Excerto fornecido >>

------------------------------------

Com meia Quaresma andada, soam os alarmes e um sério aviso a toda a população: se não vos converterdes, morrereis todos do mesmo modo (Lc 13,5). A paciência de Deus não tem limites! É verdade. Mas têm limites os tempos e as oportunidades da minha e da nossa conversão! Por isso, aproveitemos o tempo duplamente favorável, da Quaresma e do processo sinodal, para uma conversão pessoal e para uma renovação pastoral inadiável já, a partir de hoje e a partir daqui, para que nos tornemos a boa árvore que dá bons frutos de vida nova. Nesta Eucaristia, deixemo-nos mimar, cavar e adubar, pela Palavra de Deus, aproveitando este tempo rico de salvação.

No caminho para a Cruz, no meio da escuridão do medo que assaltava o coração dos discípulos, Jesus acende-lhes uma luz de esperança e de confiança no futuro. No alto de um monte, enquanto rezava, alterou-Se o aspeto do seu rosto. Na oração, o Senhor transforma sempre a nossa vida, transforma o nosso rosto desfigurado pelo medo e faz-nos ver a realidade com olhos de esperança. Na Transfiguração de Jesus, antecipa-se, por momentos, a vitória da Páscoa. E ficamos todos a saber: a última palavra não é o mal, não é o sofrimento, não é a morte. A última palavra é a do amor. A última palavra é a da Ressurreição. É este o anúncio que ressoa em cada domingo. Hoje também.

------------------------------------

Dados >>

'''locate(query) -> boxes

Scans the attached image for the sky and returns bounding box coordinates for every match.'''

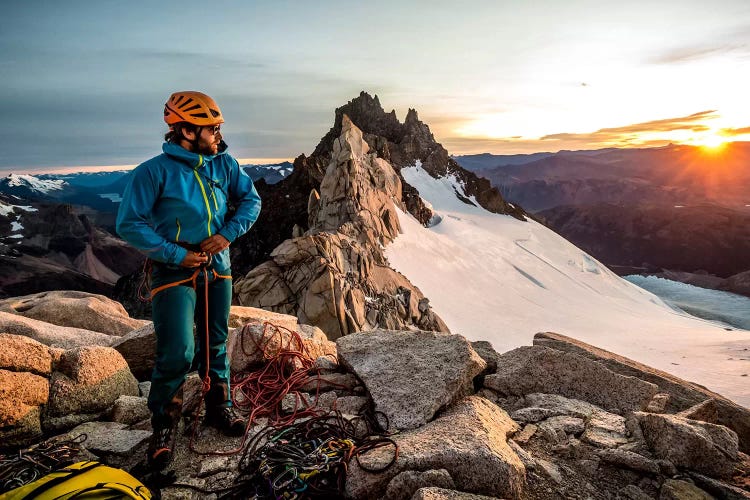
[0,0,750,173]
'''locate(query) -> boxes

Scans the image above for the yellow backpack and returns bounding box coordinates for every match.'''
[0,462,151,500]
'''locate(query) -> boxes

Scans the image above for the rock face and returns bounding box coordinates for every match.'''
[0,333,52,377]
[336,330,486,429]
[0,370,49,448]
[234,115,447,339]
[46,346,138,418]
[484,346,658,411]
[635,412,738,477]
[313,92,524,223]
[0,334,138,447]
[0,311,116,349]
[112,322,156,380]
[0,290,146,336]
[346,396,525,499]
[534,332,750,453]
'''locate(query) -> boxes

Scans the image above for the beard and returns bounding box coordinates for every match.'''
[197,137,220,156]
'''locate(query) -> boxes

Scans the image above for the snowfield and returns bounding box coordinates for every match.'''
[386,165,750,406]
[5,174,68,193]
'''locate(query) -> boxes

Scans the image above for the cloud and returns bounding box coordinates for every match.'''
[648,43,748,64]
[438,110,724,154]
[540,110,718,142]
[719,127,750,137]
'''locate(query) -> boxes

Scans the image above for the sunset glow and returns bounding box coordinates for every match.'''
[0,0,750,170]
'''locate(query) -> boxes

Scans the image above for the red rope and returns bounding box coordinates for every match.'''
[190,321,334,455]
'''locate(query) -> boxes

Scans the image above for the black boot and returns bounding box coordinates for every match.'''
[146,387,182,470]
[205,383,247,436]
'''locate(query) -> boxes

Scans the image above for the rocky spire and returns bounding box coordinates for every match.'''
[235,115,448,338]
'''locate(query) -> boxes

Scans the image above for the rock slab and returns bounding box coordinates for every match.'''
[484,346,658,412]
[336,330,486,429]
[346,396,526,499]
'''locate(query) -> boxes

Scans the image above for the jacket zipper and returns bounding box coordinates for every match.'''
[193,155,212,236]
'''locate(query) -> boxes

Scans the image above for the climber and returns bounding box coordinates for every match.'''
[117,91,261,470]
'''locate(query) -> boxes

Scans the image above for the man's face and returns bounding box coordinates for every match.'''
[198,125,221,155]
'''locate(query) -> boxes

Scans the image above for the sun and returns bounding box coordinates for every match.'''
[698,135,727,151]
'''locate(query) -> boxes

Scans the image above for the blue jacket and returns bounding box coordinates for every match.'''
[117,143,260,271]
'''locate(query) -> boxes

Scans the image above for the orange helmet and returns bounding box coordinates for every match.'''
[164,90,224,127]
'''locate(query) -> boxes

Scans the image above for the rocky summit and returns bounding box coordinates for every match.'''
[0,292,750,499]
[234,116,448,339]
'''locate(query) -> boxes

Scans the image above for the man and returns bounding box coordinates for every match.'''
[117,91,261,469]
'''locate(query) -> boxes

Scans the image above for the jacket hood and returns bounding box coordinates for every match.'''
[161,140,228,167]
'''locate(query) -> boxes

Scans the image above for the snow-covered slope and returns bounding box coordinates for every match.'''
[0,174,67,194]
[386,166,750,406]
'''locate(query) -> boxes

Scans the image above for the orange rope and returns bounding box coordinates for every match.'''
[190,321,338,455]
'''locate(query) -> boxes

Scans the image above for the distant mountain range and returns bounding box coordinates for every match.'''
[0,161,293,217]
[456,142,750,212]
[456,142,750,294]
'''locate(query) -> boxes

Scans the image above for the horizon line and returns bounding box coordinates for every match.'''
[0,158,294,177]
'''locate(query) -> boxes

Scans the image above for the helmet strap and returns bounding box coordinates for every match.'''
[190,127,203,153]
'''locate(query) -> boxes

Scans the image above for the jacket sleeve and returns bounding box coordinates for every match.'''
[116,165,187,264]
[219,158,261,243]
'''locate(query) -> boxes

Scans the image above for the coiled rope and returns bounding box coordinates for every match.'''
[0,434,86,493]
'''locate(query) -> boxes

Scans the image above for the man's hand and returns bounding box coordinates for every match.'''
[180,250,208,267]
[201,234,229,255]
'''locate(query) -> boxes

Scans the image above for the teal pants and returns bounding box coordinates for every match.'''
[148,265,232,418]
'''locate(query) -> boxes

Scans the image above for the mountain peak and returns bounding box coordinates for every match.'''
[0,173,68,194]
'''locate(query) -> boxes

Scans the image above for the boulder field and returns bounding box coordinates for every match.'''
[0,292,750,499]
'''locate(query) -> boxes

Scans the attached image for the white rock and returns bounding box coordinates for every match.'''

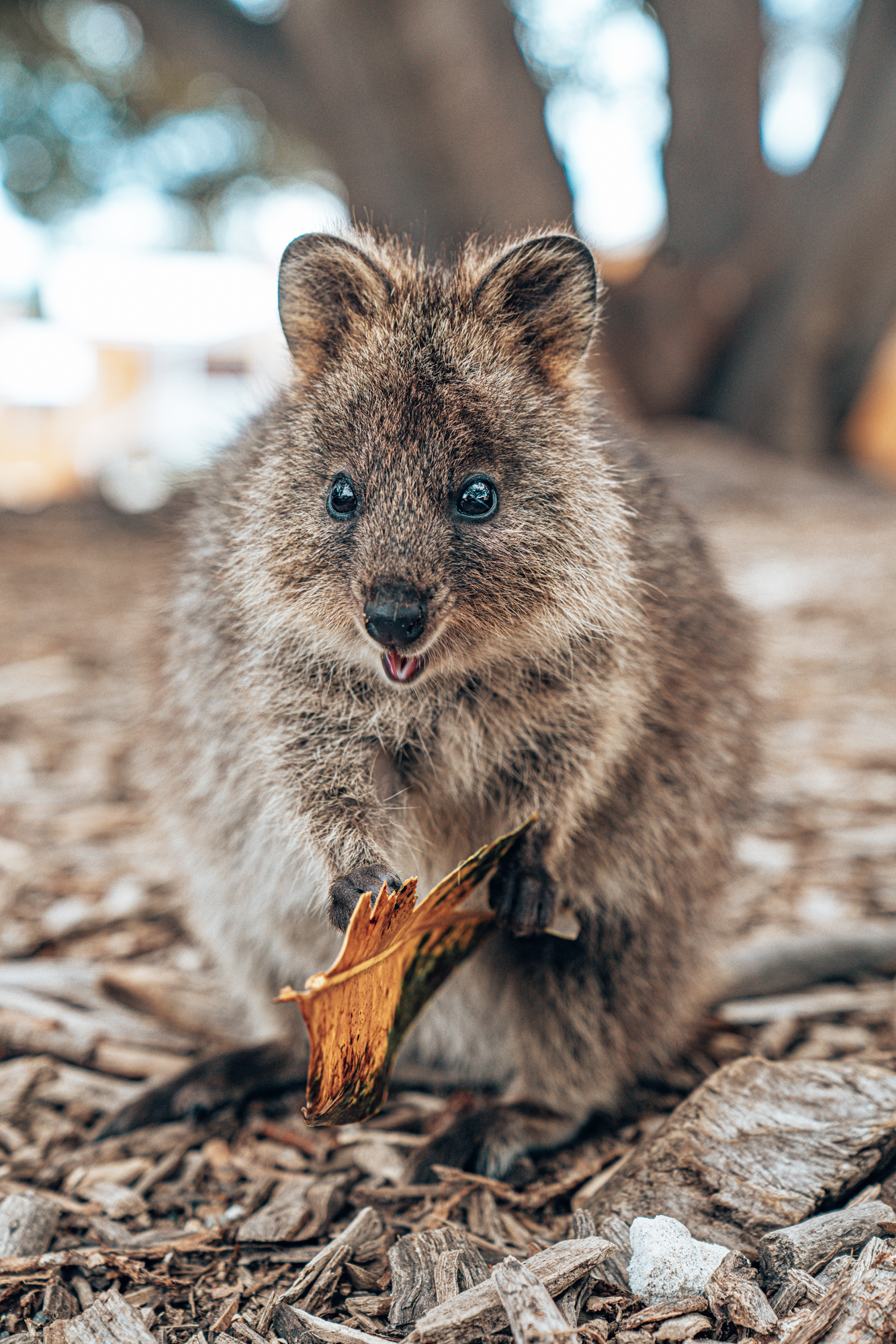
[629,1215,729,1306]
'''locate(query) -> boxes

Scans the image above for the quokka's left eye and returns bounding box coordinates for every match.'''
[455,476,498,521]
[326,473,359,520]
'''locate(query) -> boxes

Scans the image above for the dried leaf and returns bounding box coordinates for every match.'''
[277,817,535,1125]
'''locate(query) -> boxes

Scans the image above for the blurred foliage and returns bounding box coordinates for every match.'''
[0,0,317,233]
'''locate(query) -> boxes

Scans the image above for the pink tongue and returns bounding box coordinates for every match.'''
[384,649,420,681]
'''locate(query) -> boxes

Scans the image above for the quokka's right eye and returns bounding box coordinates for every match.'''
[326,473,360,523]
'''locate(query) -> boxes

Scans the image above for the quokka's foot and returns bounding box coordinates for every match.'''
[329,863,402,933]
[404,1106,582,1183]
[97,1040,308,1138]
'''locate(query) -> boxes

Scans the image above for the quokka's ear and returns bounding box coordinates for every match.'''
[473,234,598,382]
[279,234,392,376]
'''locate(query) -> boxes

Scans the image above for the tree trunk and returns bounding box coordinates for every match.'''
[604,0,772,414]
[123,0,572,249]
[606,0,896,458]
[707,0,896,458]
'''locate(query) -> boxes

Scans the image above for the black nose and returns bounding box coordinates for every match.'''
[364,582,426,646]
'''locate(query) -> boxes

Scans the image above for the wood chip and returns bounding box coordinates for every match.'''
[0,1193,59,1263]
[236,1176,314,1242]
[298,1172,355,1242]
[274,1302,383,1344]
[81,1180,146,1218]
[208,1293,239,1335]
[621,1293,709,1331]
[492,1255,576,1344]
[590,1058,896,1254]
[46,1289,156,1344]
[763,1200,896,1290]
[388,1226,489,1331]
[281,1206,383,1306]
[716,984,893,1027]
[408,1236,614,1344]
[0,1055,56,1120]
[302,1246,352,1312]
[705,1251,778,1335]
[654,1312,712,1340]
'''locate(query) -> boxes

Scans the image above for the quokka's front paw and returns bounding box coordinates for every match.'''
[489,862,557,937]
[329,863,402,933]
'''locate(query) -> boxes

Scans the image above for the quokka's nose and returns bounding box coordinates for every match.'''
[364,582,426,648]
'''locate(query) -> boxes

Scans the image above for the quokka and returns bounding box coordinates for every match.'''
[112,233,755,1176]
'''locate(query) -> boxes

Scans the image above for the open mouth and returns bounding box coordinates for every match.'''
[383,649,424,681]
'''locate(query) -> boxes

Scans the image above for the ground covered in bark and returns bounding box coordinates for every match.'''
[0,426,896,1344]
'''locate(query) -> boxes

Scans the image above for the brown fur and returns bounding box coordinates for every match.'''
[150,235,754,1172]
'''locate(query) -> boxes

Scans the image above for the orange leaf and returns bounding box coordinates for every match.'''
[277,817,535,1125]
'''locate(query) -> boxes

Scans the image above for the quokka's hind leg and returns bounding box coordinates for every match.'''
[407,919,711,1180]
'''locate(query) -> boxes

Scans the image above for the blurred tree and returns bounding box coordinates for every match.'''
[118,0,896,458]
[118,0,572,247]
[0,0,896,458]
[606,0,896,458]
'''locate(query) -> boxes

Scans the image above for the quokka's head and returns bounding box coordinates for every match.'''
[249,234,627,688]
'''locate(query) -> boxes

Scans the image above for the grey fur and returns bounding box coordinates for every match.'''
[157,235,754,1171]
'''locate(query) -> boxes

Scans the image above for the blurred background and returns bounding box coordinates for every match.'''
[0,0,896,512]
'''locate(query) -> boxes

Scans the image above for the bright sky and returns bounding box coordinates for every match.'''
[0,0,857,507]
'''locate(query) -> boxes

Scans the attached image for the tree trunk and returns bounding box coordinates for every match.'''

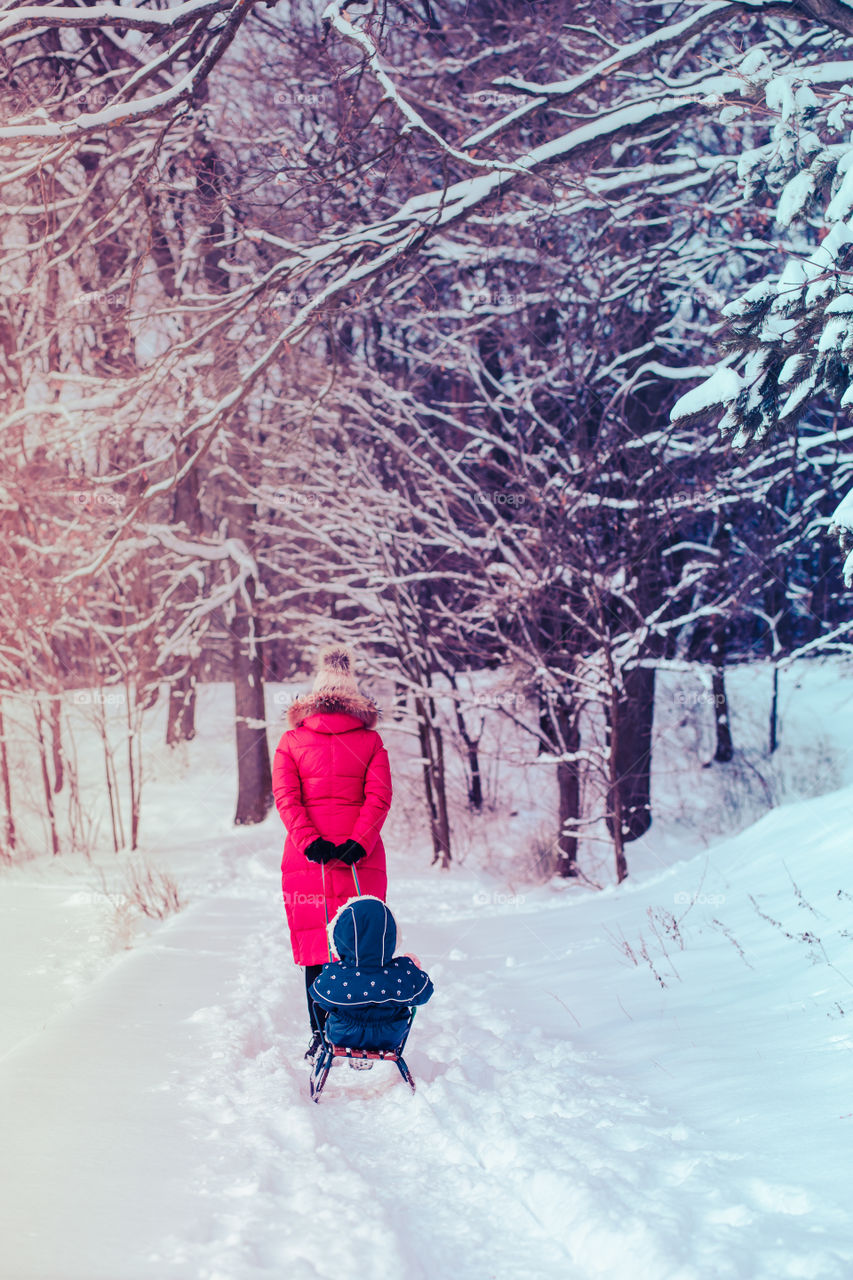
[607,667,654,855]
[50,695,65,792]
[770,667,779,755]
[711,623,734,764]
[231,579,273,827]
[33,698,59,858]
[0,704,15,861]
[415,698,451,867]
[539,700,580,878]
[448,672,483,813]
[167,663,199,746]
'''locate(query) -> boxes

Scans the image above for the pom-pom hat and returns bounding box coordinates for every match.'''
[314,644,359,696]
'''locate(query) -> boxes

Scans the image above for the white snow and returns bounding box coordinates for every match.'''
[671,365,743,421]
[0,663,853,1280]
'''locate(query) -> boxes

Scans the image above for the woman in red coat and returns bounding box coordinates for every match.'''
[273,645,391,1053]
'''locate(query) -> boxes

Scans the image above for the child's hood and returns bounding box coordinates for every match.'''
[329,893,397,969]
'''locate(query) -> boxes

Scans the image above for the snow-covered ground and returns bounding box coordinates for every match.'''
[0,667,853,1280]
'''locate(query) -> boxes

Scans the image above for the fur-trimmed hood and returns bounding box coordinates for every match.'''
[327,893,397,965]
[287,690,379,728]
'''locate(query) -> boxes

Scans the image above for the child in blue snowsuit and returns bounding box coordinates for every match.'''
[311,895,433,1050]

------------------------------------

O que produzir >> Resuma, por favor, o excerto fornecido em duas frases. Os registos provêm de outra fonte.

Solução do exercício >> Com meia Quaresma andada, lembra-se que têm limites os tempos e as oportunidades de conversão, pelo que se deve aproveitar a Quaresma e o processo sinodal para uma conversão pessoal e uma renovação pastoral inadiável. Na Transfiguração de Jesus, no alto de um monte enquanto rezava, antecipa-se a vitória da Páscoa, e fica-se a saber que a última palavra não é o mal, o sofrimento ou a morte, mas o amor e a Ressurreição.